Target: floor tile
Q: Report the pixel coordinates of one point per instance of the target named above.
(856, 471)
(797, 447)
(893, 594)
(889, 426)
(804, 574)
==
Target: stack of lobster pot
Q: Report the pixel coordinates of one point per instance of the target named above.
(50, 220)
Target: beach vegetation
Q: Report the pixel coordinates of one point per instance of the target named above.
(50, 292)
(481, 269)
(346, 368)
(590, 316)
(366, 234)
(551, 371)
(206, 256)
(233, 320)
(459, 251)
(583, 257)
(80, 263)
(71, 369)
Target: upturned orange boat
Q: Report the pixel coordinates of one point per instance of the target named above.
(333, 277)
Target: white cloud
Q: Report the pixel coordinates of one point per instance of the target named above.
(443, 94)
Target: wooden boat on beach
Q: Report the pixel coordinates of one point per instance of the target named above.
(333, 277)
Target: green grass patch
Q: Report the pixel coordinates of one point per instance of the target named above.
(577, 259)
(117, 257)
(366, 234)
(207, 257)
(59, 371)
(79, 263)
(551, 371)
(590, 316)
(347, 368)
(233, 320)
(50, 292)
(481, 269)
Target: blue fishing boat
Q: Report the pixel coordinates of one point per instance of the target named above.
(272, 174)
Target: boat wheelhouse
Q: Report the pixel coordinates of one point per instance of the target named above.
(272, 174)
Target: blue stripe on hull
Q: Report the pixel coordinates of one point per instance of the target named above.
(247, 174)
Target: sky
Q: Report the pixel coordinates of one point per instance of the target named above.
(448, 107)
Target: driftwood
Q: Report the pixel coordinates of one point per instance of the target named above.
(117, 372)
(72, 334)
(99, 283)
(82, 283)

**Assigned task:**
State how many lines of the entries include the word "blue", giving that number by itself.

**Task answer:**
2